[Records of labeled boxes]
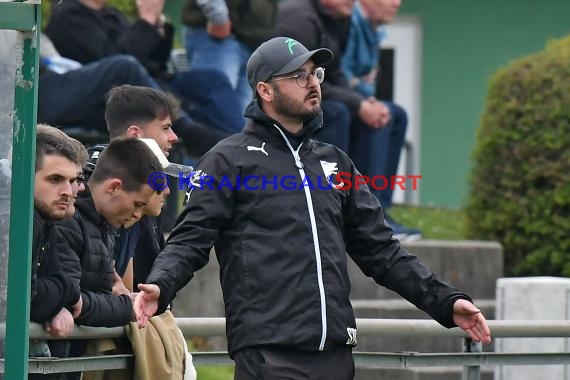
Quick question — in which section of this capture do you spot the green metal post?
[0,1,41,380]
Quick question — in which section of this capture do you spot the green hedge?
[467,37,570,276]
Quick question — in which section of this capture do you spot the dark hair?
[105,84,177,139]
[89,137,162,191]
[36,124,81,172]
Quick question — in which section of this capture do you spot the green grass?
[390,206,465,240]
[196,366,234,380]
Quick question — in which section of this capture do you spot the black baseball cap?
[247,37,333,92]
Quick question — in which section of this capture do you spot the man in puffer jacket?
[134,37,491,380]
[57,138,162,379]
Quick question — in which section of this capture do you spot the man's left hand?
[453,299,491,344]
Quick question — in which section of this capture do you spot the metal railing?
[0,318,570,380]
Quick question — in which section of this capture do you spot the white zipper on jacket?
[273,124,327,351]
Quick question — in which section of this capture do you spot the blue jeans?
[38,55,159,133]
[38,55,231,157]
[184,27,253,113]
[314,100,351,153]
[350,102,408,210]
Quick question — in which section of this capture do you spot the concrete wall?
[495,277,570,380]
[174,240,503,364]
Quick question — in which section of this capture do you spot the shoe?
[384,214,422,242]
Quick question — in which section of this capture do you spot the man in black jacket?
[29,125,85,379]
[87,85,178,293]
[46,0,243,145]
[134,37,491,380]
[57,139,162,379]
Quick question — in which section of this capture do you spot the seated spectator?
[46,0,243,139]
[182,0,277,112]
[274,0,421,241]
[38,34,229,158]
[29,125,86,379]
[57,139,162,378]
[342,0,421,240]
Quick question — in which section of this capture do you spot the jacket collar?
[243,99,323,149]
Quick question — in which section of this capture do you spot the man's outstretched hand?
[133,284,160,328]
[453,299,491,344]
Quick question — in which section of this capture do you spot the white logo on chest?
[247,141,269,156]
[321,160,344,189]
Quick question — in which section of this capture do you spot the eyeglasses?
[267,67,325,88]
[72,173,87,187]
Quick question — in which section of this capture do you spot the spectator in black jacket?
[87,85,178,293]
[134,37,491,380]
[46,0,243,140]
[57,139,162,374]
[274,0,421,240]
[29,125,86,372]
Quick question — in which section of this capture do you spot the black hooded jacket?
[57,195,132,327]
[148,102,469,356]
[30,209,79,323]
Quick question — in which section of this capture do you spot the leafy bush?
[467,37,570,276]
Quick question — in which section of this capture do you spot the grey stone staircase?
[174,240,503,380]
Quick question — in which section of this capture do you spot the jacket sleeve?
[344,160,471,327]
[274,0,364,117]
[56,216,84,287]
[75,291,133,327]
[147,149,235,314]
[30,227,79,323]
[30,272,79,323]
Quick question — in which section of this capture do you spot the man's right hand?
[358,97,390,129]
[44,308,75,338]
[133,284,160,328]
[206,20,232,40]
[71,294,83,319]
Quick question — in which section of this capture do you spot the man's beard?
[34,198,69,220]
[273,86,321,121]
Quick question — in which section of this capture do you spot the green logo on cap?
[285,38,298,55]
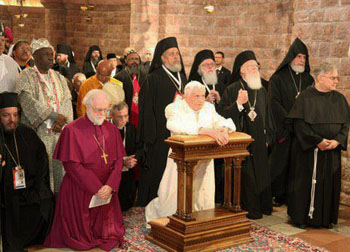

**INSTRUCTION:**
Pull every line of the rows above out word for word, and leave the pictures out.

**REPLY:**
Quick question — in which section of this capture do you spot the green metal post?
[0,1,41,380]
Quick question — in which section of this capture do you spot the green hedge?
[467,37,570,276]
Quick question — in which section of this capture do you spot the dark hair?
[105,84,177,139]
[89,137,162,191]
[36,124,81,172]
Quick question — in which section of this capture do you spot the green grass?
[390,206,465,240]
[196,366,234,380]
Quick question — in which section of this capture do you spot the black baseball cap?
[247,37,333,92]
Quick question — in which section of this capture do you spot the man in puffer jacket?
[134,37,491,380]
[57,138,162,379]
Quick question — in which section of this capture do you spot the man's left hand?
[453,299,491,344]
Quick question — in which section of this capture do you spot the metal railing?
[0,318,570,380]
Quick question — in which section of this capture do you spot the white zipper on jacket?
[273,124,327,351]
Quick question — in which section of this capture do you spot the blue jeans?
[38,55,159,133]
[38,55,231,157]
[184,27,253,113]
[314,100,351,153]
[350,102,408,210]
Quick question — in which section of this capture do you spot the concrete wall?
[495,277,570,380]
[174,240,503,364]
Quick question — in which section of this capture do you spot the shoe?
[384,214,422,242]
Quick question — in which section of this capture do you spot the man in black jacket?
[29,125,85,379]
[87,85,178,293]
[46,0,243,145]
[134,37,491,380]
[57,139,162,379]
Quick question — in which section of this capture do you spot the seated spectator?
[46,0,243,139]
[182,0,277,112]
[274,0,421,241]
[38,34,229,158]
[29,125,86,379]
[57,139,162,378]
[342,0,421,240]
Quick question — in which section of this capture do you spot the jacket collar?
[243,99,323,149]
Quick question — in which section of this capture do you spot the man's outstretched hand?
[133,284,160,328]
[453,299,491,344]
Quick question — in which section of this capture do you spot the white logo on chest?
[247,141,269,156]
[321,160,344,189]
Quick question — in which section of this capture do you spot the eyeglasses?
[267,67,325,88]
[72,173,87,187]
Quick question — in which section of this capture do you spot the spectator in black jacket?
[87,85,178,293]
[134,37,491,380]
[46,0,243,140]
[57,139,162,374]
[274,0,421,240]
[29,125,86,372]
Quick question — in which section of this capture do you spot the black hooded jacket?
[57,195,132,327]
[148,102,469,356]
[30,209,79,323]
Quick question — in which section of this capture do you spot the leafy bush?
[467,37,570,276]
Quick question — in which section of this capture do you spot the grey stone staircase?
[174,240,503,380]
Quick question — in which section of this capture do you spot the jacket sleeve?
[344,160,471,327]
[274,0,364,117]
[56,216,84,287]
[75,291,133,327]
[147,149,235,314]
[30,227,79,323]
[30,272,79,323]
Quick question — in which section of this capture do you spot the man's right hand?
[358,97,390,129]
[44,308,75,338]
[133,284,160,328]
[206,20,232,40]
[71,294,83,319]
Quick question — in which section of this capture do you spot the man's beard?
[34,198,69,220]
[273,86,321,121]
Quick question — in which section of this capture do you spot the green logo on cap?
[285,38,298,55]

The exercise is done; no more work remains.